=== Consigne A ===
Dans le passage biblique, sur quelle montagne Moïse monte-t-il ?
=== Consigne B ===
Donnez tous les numéros de versets que contient le passage biblique.
=== Consigne C ===
Citez, s'il vous plaît, tout ce qui va de « 18 Qui croit » jusqu'à « tables de pierre. » dans le passage biblique.

══ Extrait source ══

Jean 3
16 Dieu, en effet, a tant aimé le monde qu'il a donné son
Fils, son unique, pour que tout homme qui croit en lui ne périsse pas mais ait
la vie éternelle.
17 Car Dieu n'a pas envoyé son Fils dans le monde pour condamner le monde, mais pour que le
monde soit sauvé par lui.
18 Qui croit en lui n'est pas condamné ; qui ne croit pas est déjà condamné, parce qu'il n'a pas cru au nom du Fils unique de Dieu.
Exode 34
4 Moïse tailla des tables de pierre comme les premières,
se leva de bon matin et, comme le Seigneur-Dieu le lui avait ordonné, monta sur
le mont Sinaï, ayant pris à la main les deux tables de pierre.
5 Le Seigneur-Dieu descendit dans la nuée, se tint là avec
lui, et Moïse proclama le nom de «Seigneur-Dieu».

═══
══ Extrait des données ══

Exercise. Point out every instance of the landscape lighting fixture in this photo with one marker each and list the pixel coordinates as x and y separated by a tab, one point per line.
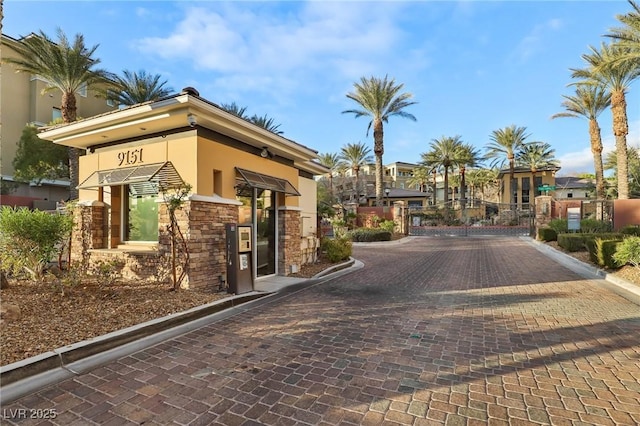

═══

=== Réponse A ===
Sur le mont Sinaï.

=== Réponse B ===
16, 17, 18, 4, 5

=== Réponse C ===
18 Qui croit en lui n'est pas condamné ; qui ne croit pas est déjà condamné, parce qu'il n'a pas cru au nom du Fils unique de Dieu.
Exode 34
4 Moïse tailla des tables de pierre comme les premières,
se leva de bon matin et, comme le Seigneur-Dieu le lui avait ordonné, monta sur
le mont Sinaï, ayant pris à la main les deux tables de pierre.